▶ [Exercise inputs]:
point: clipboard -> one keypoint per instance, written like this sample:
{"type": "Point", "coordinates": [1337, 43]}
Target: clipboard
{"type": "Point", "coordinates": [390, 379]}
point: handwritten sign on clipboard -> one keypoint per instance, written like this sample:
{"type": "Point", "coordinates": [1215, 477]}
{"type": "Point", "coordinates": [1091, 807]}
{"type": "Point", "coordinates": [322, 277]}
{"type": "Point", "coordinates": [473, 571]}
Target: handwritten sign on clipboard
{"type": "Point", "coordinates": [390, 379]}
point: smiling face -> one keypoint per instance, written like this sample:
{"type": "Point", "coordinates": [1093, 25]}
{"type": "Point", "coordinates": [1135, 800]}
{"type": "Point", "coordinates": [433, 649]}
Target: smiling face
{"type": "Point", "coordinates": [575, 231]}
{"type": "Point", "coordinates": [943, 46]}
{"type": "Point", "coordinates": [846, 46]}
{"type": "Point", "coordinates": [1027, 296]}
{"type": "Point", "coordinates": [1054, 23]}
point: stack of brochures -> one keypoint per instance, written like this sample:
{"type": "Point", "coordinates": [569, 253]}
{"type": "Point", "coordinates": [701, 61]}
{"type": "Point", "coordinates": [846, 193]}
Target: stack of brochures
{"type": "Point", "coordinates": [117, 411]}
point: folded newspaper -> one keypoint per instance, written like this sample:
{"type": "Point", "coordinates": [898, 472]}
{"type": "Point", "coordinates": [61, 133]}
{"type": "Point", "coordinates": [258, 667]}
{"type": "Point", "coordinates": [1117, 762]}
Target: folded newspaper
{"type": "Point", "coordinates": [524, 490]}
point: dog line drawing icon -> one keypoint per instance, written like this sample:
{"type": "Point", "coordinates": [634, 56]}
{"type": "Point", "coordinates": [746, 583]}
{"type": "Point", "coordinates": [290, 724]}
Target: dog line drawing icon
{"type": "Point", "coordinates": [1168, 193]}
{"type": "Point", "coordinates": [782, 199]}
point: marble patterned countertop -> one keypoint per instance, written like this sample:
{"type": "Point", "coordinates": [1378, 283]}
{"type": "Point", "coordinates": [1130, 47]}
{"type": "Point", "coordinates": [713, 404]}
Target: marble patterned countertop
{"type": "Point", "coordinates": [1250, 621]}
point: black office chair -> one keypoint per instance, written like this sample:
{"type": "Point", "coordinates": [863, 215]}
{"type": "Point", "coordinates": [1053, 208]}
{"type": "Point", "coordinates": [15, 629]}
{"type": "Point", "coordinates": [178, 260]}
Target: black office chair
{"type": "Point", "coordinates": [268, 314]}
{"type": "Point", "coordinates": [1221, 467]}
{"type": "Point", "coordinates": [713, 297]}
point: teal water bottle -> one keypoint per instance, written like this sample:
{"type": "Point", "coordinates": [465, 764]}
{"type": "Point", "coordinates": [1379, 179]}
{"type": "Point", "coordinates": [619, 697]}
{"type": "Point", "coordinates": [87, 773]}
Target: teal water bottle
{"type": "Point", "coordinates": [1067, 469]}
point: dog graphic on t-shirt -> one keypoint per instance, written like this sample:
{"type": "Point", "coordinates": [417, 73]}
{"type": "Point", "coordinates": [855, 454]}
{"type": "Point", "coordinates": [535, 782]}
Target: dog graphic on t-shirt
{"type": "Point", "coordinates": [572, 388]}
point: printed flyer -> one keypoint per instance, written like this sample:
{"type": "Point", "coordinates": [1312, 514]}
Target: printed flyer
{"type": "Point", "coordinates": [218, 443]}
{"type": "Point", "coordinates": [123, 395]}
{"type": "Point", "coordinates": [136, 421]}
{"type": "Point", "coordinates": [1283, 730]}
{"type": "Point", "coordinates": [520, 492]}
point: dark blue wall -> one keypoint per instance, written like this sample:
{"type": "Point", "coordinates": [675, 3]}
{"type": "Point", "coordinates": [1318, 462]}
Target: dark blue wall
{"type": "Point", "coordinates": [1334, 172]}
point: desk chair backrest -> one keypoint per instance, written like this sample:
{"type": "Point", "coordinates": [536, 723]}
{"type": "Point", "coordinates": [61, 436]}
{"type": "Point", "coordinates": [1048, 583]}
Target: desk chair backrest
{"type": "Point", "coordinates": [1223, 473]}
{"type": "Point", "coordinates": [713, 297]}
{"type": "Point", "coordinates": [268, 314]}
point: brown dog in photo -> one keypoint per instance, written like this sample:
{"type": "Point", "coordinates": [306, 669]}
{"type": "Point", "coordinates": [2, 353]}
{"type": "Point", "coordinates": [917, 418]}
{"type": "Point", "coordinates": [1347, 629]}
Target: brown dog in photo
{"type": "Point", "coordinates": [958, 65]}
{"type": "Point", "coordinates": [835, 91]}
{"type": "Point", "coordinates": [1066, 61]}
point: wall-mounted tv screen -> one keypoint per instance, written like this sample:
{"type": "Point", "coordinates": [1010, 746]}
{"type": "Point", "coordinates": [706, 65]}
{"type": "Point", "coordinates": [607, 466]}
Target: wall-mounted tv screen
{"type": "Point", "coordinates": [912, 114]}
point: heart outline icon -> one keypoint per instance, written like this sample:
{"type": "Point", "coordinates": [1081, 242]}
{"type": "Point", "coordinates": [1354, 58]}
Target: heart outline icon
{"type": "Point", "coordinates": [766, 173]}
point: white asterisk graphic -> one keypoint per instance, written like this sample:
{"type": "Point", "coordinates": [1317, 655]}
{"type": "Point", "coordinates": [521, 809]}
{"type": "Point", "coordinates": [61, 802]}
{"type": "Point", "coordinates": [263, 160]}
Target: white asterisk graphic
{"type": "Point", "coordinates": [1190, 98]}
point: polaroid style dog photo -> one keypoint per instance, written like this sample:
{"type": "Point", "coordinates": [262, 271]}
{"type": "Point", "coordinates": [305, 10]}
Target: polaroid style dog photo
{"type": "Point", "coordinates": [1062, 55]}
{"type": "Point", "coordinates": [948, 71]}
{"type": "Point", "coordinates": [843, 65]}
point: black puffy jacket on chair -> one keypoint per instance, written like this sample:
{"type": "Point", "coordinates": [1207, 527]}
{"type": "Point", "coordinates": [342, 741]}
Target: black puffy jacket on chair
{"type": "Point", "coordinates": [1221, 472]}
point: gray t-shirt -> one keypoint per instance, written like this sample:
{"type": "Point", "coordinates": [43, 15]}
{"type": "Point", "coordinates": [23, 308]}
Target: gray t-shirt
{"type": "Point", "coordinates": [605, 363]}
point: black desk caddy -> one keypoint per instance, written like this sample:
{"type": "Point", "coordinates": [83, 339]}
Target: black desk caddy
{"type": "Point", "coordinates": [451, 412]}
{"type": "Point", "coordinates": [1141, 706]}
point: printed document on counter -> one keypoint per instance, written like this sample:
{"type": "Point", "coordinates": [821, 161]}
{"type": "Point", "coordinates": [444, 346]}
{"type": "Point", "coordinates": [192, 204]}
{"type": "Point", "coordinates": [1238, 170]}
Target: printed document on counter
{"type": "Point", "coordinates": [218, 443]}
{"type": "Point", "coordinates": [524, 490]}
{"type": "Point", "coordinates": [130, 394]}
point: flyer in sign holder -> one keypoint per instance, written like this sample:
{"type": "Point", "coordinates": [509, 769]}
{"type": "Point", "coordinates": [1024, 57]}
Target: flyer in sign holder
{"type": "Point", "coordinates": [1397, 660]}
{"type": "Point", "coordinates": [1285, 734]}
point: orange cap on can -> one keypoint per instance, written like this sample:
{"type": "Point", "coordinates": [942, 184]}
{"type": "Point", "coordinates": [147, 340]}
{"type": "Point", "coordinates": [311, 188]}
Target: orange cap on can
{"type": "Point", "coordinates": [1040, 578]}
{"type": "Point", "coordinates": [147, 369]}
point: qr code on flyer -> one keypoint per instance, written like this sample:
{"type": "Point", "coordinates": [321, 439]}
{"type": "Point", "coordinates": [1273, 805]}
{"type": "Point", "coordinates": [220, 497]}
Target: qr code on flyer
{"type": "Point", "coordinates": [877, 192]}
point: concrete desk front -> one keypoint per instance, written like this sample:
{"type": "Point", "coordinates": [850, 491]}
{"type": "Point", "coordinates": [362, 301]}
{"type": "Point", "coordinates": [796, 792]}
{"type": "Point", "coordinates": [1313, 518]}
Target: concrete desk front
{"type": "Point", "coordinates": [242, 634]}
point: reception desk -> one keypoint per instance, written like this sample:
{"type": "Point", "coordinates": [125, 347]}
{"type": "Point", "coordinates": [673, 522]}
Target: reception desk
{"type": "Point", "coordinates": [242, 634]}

▶ [Your objective]: Starting with the line that contains "point: flyer in", repeat each line through the last one exactly as it appears. Include both ends and nothing more.

▶ [Exercise output]:
point: flyer in sign holder -> one keypoint per instance, written like this sample:
{"type": "Point", "coordinates": [509, 769]}
{"type": "Point", "coordinates": [1024, 57]}
Target: flyer in sign holder
{"type": "Point", "coordinates": [1397, 660]}
{"type": "Point", "coordinates": [1285, 734]}
point: orange cap on can -> one keypoint per instance, written like this sample:
{"type": "Point", "coordinates": [942, 184]}
{"type": "Point", "coordinates": [147, 340]}
{"type": "Point", "coordinates": [311, 188]}
Target: orange cap on can
{"type": "Point", "coordinates": [1040, 578]}
{"type": "Point", "coordinates": [147, 369]}
point: qr code on flyer -> one keypoint per instance, written like this sample:
{"type": "Point", "coordinates": [321, 439]}
{"type": "Point", "coordinates": [1273, 805]}
{"type": "Point", "coordinates": [220, 497]}
Target: qr code on flyer
{"type": "Point", "coordinates": [877, 192]}
point: concrete desk front -> one keypoint per instance, written like this sample:
{"type": "Point", "coordinates": [850, 491]}
{"type": "Point", "coordinates": [362, 301]}
{"type": "Point", "coordinates": [796, 792]}
{"type": "Point", "coordinates": [1313, 518]}
Target: concrete desk front
{"type": "Point", "coordinates": [242, 634]}
point: reception desk -> one keypoint per instance, written like this sample:
{"type": "Point", "coordinates": [125, 347]}
{"type": "Point", "coordinates": [673, 522]}
Target: reception desk
{"type": "Point", "coordinates": [242, 634]}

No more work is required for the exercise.